──────── Available records

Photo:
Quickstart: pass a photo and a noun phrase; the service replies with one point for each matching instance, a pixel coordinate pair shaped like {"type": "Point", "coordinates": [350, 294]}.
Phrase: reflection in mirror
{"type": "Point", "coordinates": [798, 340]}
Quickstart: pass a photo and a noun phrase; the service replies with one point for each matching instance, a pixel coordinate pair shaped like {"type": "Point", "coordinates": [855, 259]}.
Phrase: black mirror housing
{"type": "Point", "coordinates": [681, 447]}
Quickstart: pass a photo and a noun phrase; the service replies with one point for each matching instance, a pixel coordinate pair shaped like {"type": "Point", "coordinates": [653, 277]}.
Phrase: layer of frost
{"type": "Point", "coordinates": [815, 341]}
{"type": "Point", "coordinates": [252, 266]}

────────────────

◆ Work order ◆
Above are the records; report each line in them that includes the word "Quickstart".

◆ Response for this exercise ◆
Quickstart: pass a photo and a noun phrase; the service replies with one point for each matching instance, a pixel coordinate pair shaped like {"type": "Point", "coordinates": [350, 294]}.
Quickstart: pass a photo and a noun phrase; the service replies with one point for each matching instance, a pixel coordinate pair shaped like {"type": "Point", "coordinates": [855, 259]}.
Quickstart: pass a photo and a noun phrase; the service replies with one point for each matching instance, a pixel coordinate pair shaped like {"type": "Point", "coordinates": [653, 277]}.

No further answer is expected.